What you are asked to do. From the line with "<item>wall poster</item>. The" through the final line, please write out the listing exactly, including both of those lines.

Data for processing.
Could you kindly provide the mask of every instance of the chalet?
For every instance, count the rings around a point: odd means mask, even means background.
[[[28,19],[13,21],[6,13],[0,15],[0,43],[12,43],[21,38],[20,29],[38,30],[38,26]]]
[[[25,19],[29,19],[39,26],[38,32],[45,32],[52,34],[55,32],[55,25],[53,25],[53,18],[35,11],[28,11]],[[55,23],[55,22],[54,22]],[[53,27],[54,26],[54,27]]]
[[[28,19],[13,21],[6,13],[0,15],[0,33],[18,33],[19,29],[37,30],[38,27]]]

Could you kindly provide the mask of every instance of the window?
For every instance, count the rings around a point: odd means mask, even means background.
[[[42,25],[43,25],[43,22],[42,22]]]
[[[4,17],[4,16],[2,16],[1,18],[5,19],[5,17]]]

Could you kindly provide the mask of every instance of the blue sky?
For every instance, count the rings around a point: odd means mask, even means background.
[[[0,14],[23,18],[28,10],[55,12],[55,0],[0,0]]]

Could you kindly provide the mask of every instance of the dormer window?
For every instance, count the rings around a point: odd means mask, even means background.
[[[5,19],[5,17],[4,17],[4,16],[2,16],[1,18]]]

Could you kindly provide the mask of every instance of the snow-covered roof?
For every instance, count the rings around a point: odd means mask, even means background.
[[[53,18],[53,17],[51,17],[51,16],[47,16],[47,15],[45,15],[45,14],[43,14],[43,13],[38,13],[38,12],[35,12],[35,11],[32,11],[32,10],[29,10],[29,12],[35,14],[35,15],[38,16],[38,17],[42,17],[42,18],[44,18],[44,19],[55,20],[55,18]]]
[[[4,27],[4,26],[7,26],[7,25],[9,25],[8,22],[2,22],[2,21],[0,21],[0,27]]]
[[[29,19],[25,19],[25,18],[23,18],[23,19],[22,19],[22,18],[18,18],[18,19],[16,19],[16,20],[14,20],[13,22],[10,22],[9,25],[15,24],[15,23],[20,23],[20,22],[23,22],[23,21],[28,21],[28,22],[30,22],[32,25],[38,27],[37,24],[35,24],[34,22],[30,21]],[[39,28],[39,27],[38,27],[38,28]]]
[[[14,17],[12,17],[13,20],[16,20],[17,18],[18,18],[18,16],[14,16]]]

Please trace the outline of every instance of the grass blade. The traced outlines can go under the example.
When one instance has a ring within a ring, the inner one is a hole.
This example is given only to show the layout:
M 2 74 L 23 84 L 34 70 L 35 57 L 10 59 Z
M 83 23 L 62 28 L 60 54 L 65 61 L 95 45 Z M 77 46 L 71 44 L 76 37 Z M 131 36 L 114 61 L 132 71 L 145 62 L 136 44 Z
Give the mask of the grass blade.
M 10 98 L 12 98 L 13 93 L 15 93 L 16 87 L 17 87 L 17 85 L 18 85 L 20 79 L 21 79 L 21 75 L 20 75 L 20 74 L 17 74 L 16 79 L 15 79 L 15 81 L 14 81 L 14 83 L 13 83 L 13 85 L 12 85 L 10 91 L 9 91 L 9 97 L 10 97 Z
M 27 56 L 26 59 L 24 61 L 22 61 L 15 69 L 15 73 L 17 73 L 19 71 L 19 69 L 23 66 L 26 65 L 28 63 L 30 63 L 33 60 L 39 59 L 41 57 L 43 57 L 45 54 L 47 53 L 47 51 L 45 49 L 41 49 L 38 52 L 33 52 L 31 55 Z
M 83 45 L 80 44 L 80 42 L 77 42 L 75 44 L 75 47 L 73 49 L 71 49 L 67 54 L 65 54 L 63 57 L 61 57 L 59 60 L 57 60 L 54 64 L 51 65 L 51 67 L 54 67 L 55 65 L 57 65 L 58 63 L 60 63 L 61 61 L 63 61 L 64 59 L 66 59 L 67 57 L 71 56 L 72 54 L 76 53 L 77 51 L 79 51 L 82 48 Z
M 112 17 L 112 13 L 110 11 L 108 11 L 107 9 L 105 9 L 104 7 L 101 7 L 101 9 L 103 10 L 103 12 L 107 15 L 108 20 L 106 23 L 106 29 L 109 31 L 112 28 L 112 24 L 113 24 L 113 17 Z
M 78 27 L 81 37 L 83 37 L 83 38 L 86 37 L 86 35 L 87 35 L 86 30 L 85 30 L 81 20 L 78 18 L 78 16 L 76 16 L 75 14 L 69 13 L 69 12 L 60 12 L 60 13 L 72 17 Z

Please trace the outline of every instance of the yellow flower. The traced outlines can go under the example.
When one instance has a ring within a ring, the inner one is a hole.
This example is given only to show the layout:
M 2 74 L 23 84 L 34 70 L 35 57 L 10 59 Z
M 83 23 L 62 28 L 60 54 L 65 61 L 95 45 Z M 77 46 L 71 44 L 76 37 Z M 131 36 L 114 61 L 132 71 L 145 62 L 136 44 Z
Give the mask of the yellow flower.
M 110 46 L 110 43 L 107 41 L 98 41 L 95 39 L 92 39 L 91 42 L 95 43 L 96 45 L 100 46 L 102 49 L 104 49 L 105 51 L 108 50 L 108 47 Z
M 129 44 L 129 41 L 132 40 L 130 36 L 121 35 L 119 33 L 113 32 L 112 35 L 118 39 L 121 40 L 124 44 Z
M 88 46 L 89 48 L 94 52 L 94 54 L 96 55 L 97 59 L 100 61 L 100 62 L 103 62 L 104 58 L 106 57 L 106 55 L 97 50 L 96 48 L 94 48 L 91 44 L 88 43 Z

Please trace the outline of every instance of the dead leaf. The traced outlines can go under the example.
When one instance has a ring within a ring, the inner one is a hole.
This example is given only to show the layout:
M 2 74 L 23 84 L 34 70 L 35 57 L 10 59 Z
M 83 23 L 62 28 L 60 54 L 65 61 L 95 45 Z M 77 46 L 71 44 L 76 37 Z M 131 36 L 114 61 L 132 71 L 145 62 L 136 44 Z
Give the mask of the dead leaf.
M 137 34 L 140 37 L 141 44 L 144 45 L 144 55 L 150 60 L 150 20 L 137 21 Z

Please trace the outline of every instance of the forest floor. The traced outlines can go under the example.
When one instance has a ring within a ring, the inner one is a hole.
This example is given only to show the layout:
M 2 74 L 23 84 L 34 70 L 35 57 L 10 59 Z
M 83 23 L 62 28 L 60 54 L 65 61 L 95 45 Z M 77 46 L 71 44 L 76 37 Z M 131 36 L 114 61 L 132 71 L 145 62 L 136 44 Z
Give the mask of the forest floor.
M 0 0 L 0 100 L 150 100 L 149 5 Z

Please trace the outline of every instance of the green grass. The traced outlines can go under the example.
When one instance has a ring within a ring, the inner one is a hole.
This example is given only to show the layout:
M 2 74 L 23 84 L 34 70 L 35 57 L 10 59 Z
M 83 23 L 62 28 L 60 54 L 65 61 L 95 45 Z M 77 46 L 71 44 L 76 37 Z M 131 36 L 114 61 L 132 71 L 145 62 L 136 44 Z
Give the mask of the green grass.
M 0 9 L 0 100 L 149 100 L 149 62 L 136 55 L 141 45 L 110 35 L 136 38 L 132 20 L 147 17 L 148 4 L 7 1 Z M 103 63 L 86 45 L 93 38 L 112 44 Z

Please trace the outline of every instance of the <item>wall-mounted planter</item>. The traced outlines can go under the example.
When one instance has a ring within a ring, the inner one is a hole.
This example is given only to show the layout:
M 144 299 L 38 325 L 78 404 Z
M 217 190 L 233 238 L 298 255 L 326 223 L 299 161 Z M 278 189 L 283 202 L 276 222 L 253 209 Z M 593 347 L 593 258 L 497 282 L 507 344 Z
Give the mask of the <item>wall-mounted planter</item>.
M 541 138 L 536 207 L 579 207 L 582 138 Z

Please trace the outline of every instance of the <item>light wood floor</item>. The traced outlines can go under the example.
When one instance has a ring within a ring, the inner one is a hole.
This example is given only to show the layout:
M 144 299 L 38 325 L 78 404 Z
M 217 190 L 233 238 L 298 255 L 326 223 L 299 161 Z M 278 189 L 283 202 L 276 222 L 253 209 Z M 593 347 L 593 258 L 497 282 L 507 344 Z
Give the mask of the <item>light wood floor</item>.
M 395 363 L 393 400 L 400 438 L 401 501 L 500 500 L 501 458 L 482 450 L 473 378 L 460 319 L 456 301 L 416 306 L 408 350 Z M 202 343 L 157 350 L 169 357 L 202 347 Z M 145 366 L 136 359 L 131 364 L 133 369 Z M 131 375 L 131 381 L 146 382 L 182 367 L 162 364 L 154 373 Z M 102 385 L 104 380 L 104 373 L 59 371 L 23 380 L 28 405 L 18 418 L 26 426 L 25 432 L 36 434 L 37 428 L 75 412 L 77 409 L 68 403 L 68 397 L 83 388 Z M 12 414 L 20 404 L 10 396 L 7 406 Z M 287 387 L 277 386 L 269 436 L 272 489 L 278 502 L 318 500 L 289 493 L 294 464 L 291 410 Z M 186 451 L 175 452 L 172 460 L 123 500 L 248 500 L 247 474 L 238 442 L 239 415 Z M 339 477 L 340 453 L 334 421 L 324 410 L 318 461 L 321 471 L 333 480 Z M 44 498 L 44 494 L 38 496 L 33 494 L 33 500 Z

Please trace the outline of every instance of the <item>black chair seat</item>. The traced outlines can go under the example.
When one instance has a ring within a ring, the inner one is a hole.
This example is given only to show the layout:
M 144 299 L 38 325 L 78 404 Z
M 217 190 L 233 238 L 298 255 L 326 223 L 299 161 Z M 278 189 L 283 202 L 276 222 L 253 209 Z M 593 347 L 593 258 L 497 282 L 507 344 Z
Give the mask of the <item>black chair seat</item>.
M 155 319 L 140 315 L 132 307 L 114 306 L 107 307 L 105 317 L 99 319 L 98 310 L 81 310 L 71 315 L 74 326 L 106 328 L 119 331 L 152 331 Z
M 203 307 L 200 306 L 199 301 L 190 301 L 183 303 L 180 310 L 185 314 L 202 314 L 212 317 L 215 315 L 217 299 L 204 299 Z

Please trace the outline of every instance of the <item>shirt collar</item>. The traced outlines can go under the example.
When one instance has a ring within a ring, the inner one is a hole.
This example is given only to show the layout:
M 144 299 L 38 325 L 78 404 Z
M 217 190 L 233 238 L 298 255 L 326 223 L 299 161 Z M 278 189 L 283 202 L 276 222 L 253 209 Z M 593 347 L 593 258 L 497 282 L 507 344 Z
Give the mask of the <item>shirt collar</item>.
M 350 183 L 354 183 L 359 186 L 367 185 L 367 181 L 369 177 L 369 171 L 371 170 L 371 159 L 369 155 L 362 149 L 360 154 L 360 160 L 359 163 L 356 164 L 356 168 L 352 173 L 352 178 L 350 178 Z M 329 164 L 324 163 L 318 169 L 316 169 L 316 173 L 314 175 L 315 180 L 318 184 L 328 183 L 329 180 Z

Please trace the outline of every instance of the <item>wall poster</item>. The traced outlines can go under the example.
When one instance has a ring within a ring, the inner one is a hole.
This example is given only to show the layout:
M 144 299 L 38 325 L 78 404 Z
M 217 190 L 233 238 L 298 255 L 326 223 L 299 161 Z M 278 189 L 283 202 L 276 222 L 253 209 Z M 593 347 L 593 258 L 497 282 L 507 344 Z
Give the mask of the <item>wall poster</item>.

Output of the exercise.
Please trace the outline of every instance of the <item>wall poster</item>. The traced outlines can go under the example.
When one instance has a ring within a ring, the inner one is a hole.
This example is given only to show the layout:
M 144 299 L 38 325 L 78 404 Z
M 217 190 L 233 238 L 298 255 L 326 223 L 299 161 Z M 278 189 L 283 202 L 276 222 L 253 209 Z M 593 347 L 593 258 L 497 282 L 507 344 Z
Give the mask of the <item>wall poster</item>.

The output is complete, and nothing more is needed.